_Task instructions:_
Copy out again, unchanged, the listing below from the line that has "Target: boy's dark hair" through the line that has "Put a point on every instance of the moss patch.".

_Records supplied:_
* * * *

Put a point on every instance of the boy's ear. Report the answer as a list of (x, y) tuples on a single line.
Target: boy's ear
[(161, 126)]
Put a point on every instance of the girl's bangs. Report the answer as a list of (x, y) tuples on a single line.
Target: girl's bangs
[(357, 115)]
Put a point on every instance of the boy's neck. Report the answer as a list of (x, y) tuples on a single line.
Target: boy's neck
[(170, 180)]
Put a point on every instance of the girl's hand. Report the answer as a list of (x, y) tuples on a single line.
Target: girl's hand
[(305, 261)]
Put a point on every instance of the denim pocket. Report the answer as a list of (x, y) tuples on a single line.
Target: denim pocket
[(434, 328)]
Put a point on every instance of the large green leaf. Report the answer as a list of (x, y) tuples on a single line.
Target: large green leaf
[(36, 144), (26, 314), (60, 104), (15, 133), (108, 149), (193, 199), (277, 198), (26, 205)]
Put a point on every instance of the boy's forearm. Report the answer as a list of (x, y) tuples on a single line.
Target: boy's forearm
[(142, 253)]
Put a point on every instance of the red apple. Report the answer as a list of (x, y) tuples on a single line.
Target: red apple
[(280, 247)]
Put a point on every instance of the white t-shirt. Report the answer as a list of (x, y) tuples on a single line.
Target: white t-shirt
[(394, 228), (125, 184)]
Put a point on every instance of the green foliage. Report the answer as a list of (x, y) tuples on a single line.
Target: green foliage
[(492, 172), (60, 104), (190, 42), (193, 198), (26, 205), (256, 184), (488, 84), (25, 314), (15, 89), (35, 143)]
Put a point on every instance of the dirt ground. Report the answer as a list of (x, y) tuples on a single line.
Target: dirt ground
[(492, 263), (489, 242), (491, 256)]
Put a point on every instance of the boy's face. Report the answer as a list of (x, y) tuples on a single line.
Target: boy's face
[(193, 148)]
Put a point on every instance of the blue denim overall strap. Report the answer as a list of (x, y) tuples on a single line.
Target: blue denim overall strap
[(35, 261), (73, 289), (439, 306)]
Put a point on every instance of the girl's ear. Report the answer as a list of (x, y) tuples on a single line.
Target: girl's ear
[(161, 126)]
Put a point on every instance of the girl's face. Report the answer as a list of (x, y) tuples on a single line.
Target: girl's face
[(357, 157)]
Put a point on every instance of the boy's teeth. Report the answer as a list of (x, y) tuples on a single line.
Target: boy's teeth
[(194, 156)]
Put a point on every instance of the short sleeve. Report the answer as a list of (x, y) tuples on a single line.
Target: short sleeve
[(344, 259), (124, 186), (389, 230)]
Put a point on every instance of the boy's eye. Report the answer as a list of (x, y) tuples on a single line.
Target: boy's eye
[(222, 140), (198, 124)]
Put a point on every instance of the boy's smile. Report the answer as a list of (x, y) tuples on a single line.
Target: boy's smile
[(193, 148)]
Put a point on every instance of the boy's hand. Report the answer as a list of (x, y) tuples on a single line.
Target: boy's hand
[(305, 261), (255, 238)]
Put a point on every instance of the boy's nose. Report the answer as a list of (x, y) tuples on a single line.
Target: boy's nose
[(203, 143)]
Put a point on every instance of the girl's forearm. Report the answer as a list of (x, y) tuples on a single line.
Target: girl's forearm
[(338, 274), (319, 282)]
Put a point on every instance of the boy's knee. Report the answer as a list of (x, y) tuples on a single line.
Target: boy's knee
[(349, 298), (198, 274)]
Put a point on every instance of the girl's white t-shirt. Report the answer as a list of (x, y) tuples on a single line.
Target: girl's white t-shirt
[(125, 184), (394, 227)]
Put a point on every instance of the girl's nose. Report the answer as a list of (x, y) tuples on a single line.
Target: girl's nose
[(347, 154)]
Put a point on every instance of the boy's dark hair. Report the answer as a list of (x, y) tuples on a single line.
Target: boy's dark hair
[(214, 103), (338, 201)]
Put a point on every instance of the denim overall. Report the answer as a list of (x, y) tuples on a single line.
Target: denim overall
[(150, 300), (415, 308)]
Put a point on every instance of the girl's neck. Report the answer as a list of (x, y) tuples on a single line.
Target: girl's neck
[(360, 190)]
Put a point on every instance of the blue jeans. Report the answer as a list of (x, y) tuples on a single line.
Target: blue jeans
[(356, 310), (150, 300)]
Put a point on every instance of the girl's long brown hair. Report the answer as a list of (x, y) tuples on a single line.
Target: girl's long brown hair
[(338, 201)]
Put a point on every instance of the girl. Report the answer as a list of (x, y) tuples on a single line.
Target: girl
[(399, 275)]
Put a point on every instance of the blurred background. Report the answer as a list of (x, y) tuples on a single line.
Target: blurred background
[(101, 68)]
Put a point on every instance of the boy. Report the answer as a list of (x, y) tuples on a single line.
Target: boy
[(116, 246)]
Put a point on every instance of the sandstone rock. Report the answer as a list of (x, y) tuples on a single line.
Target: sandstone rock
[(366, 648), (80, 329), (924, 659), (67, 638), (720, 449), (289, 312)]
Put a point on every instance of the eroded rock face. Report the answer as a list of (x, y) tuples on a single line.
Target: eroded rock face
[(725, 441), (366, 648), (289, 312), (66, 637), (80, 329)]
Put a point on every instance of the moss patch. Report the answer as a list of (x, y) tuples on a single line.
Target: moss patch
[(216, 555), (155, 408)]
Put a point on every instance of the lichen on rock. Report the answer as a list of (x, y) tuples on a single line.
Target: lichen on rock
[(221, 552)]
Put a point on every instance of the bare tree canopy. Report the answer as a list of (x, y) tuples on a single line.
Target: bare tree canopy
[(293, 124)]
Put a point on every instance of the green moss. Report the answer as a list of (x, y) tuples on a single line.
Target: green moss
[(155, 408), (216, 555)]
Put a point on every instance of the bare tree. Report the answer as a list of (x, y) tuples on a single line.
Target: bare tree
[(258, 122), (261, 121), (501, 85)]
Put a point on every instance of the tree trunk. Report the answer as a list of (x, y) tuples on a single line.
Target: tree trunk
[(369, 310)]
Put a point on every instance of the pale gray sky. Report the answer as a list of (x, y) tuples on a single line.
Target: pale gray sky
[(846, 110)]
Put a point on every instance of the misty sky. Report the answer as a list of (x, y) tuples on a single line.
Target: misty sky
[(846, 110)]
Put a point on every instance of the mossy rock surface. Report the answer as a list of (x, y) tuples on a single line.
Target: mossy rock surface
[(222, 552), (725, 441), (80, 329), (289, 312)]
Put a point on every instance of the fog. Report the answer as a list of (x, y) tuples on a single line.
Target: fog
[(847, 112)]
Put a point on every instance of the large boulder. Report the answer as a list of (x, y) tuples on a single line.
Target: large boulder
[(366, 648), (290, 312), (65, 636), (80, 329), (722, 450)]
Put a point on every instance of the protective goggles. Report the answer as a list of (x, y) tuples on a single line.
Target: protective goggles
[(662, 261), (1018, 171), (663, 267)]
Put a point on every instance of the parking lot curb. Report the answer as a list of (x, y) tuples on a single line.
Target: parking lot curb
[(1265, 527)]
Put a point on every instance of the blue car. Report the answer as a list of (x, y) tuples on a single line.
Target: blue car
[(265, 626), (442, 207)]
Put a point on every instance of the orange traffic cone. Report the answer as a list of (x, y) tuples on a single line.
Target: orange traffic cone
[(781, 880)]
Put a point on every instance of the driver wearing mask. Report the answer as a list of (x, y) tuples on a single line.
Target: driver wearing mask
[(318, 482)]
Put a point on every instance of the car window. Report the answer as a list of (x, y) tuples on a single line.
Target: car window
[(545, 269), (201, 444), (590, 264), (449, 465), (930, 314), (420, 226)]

* * * *

_Answer box:_
Target: boy's dark hair
[(214, 103), (338, 201)]
Put a point on every instance of the denim overall. Report the answer as a list of (x, y) tuples on a single line.
Target: denim overall
[(150, 300), (415, 308)]
Put a point on every instance of the girl's neck. Report the answer as a list of (x, y) tuples on a single line.
Target: girl's neck
[(360, 190)]
Put a point on every instance of the blue jeans. Report the answer as a list of (x, y) tuples on a single line.
Target: blue jeans
[(356, 310), (150, 300)]
Put a point on every instance of the girl's long brown hair. Report the answer as a list of (x, y) tuples on a single line.
Target: girl's long brown hair
[(338, 201)]
Put a point on every instance of the girl. Report the answer as a list of (x, y) tuples on a single line.
Target: girl
[(399, 275)]
Put a point on every instance of the blurred background. Report the answer as a list of (x, y) tuples on a single line.
Target: blurred background
[(101, 68)]
Put a point on every instance of the boy. Report the answer as a list of (x, y) tuples on a single line.
Target: boy
[(116, 246)]
Put a point on every instance of the sandstone rock. Report the answer as a list of (x, y) tuples on a single line.
Target: sandstone rock
[(366, 648), (80, 329), (924, 659), (67, 638), (720, 449), (289, 312)]
Put a point on every instance of the eroded rock face. Report the answer as a list of (x, y) tuples on a single line.
Target: eroded rock face
[(725, 441), (366, 648), (289, 312), (66, 637), (80, 329)]
Put a point on every instance of the moss patch. Report the answer as a list of (x, y) tuples on a single line.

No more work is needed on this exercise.